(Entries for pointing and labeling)
· · · · · · ·
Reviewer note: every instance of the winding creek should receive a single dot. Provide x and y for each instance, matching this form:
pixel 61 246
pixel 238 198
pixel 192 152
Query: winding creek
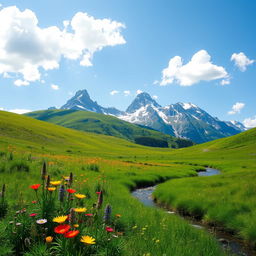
pixel 234 245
· · · · · · ·
__To be done__: Give back the material above word for word, leaving out the pictures.

__Result of the exercise__:
Reviewer note: every instance of the winding creek should receive a single dot. Provide x and y for each instance, matching this form:
pixel 61 246
pixel 238 198
pixel 192 152
Query: winding creek
pixel 234 245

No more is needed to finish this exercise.